_Set of tasks_.
• a. Answer these questions from the article on Celine Dion's clothing line:
(i) On what day did Dion roll out the line?
(ii) What does Dion blow over the infants in the promotional video?
(iii) In what vehicle is Dion's character chauffeured to the hospital?
• b. From the article on Celine Dion's clothing line, extract the passage that begins at the words "In a promotional" and stops after the words "black-and-white branded outfits.".
• c. Condense the paragraph of the article on Celine Dion's clothing line that begins "In a promotional video" into a single shorter sentence that keeps its main facts.

_Document section_.
*** Begin section ***

“Our children, they are not really our children.”
Celine Dion rolled out her new gender-neutral children’s clothing line Tuesday in true diva fashion.
In a promotional video, the Canadian crooner breaks into the maternity ward of a hospital and blows a handful of sparkling confetti over the infants — magically replacing their traditional pink and blue sleepwear with chic black-and-white branded outfits.
The message of the spy-thriller style ad is one of radical individualism: Children do not really belong to their parents, or even to society, but are rather self-determining beings.
“Our children, they are not really our children,” Dion intones in a voice over as her character is chauffeured to the hospital in a black Cadillac SUV. “As we are all just links in a never-ending chain that is life.”

*** End section ***

Photo-based referring expression records:
*** Begin section ***

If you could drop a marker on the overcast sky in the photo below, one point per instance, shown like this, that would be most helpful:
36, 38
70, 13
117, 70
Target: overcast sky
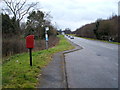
76, 13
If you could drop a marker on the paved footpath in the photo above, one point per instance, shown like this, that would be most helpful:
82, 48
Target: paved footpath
54, 74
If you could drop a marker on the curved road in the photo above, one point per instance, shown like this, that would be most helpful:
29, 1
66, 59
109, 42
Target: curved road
94, 66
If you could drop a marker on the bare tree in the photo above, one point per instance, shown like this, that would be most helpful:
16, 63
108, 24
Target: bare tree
18, 8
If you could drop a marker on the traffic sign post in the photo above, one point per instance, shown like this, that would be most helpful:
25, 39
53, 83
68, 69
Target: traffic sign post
30, 45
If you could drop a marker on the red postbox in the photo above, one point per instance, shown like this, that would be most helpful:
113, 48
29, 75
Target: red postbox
30, 41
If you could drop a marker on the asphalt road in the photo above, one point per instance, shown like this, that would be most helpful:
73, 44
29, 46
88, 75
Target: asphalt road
94, 66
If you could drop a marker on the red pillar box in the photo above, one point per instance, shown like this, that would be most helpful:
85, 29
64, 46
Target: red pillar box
30, 41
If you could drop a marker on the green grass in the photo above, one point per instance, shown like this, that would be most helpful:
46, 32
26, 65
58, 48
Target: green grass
17, 73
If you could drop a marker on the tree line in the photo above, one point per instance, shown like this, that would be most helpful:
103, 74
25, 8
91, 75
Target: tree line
14, 30
101, 29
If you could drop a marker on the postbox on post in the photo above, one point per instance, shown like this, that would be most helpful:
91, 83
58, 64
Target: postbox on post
30, 45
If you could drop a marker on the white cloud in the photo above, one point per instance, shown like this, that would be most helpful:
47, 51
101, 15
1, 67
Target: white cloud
75, 13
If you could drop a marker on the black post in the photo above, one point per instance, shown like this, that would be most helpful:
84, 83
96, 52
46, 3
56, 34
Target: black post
30, 49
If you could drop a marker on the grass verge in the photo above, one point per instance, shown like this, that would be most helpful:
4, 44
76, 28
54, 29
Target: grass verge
17, 73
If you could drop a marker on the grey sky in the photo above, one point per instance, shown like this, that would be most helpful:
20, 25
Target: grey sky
75, 13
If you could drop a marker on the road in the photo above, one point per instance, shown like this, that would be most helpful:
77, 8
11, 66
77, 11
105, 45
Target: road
94, 66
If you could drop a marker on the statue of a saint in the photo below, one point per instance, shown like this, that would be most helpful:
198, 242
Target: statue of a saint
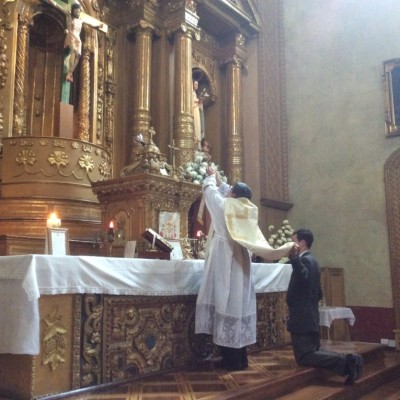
198, 117
73, 43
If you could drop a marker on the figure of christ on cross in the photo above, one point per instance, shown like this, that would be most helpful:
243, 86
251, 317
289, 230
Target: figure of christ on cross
75, 18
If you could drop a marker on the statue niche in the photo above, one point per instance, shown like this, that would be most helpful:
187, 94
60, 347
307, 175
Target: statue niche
45, 74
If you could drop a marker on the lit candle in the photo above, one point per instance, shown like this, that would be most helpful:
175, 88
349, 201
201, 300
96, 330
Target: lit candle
53, 221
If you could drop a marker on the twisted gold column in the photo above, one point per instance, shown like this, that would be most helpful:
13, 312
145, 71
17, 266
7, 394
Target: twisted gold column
142, 82
84, 100
235, 163
183, 113
20, 105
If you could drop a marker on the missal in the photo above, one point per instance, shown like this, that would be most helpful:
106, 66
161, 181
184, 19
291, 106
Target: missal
157, 240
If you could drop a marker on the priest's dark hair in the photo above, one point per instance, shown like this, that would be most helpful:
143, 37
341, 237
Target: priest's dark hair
240, 189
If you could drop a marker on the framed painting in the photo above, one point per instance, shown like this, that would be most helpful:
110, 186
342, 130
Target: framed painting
57, 242
169, 225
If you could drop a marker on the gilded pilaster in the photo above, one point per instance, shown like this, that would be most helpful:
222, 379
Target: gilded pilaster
183, 113
20, 105
109, 90
235, 162
142, 82
84, 100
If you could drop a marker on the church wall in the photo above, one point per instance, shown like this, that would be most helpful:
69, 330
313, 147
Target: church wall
337, 144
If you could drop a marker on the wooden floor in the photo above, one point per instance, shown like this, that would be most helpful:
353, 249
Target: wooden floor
271, 375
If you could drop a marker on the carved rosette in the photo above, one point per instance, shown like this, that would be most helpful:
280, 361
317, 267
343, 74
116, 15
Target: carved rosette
144, 334
92, 341
56, 160
54, 342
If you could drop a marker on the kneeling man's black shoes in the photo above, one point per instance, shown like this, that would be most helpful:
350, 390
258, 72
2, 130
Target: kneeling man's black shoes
354, 368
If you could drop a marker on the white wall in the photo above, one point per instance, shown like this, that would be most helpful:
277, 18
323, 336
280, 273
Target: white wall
337, 143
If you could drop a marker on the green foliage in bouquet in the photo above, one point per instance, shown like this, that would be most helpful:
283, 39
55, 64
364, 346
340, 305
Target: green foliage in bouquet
195, 171
280, 236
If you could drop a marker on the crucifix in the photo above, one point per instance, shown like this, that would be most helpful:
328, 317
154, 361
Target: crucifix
75, 18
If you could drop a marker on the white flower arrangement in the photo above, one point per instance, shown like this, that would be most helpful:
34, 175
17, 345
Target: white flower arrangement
280, 236
195, 171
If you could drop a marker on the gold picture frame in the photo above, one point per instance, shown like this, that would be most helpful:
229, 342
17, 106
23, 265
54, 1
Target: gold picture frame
57, 242
391, 76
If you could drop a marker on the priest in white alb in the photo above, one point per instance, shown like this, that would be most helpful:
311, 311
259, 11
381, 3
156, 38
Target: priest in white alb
226, 304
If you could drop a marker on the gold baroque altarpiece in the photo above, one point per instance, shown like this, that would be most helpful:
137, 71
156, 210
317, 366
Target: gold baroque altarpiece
118, 94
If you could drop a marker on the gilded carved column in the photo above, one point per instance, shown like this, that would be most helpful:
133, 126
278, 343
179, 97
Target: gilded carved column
183, 112
235, 162
142, 82
84, 99
20, 100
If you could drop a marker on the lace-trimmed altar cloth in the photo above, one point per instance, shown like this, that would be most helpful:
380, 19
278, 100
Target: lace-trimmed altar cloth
23, 279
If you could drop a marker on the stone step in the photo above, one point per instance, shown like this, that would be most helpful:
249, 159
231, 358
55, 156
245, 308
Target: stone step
318, 384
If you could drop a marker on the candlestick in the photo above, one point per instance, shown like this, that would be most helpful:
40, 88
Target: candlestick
110, 235
53, 221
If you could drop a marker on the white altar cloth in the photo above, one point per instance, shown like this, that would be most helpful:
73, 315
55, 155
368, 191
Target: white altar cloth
23, 279
328, 314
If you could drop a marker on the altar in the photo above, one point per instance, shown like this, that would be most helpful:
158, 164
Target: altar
74, 322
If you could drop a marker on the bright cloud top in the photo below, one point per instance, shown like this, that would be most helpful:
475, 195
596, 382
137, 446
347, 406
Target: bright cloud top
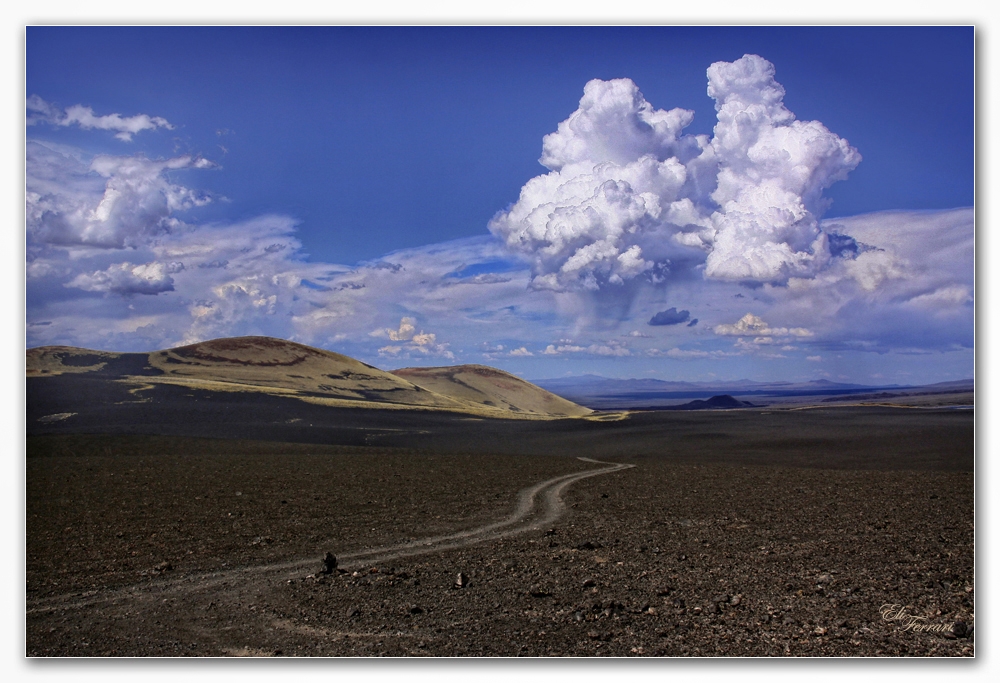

*** End section ***

_Exercise answers_.
• a.
(i) Tuesday
(ii) A handful of sparkling confetti
(iii) A black Cadillac SUV

• b.
In a promotional video, the Canadian crooner breaks into the maternity ward of a hospital and blows a handful of sparkling confetti over the infants — magically replacing their traditional pink and blue sleepwear with chic black-and-white branded outfits.

• c. In a promotional video, the Canadian singer breaks into a hospital maternity ward and blows sparkling confetti over the infants, magically swapping their pink and blue sleepwear for black-and-white branded outfits.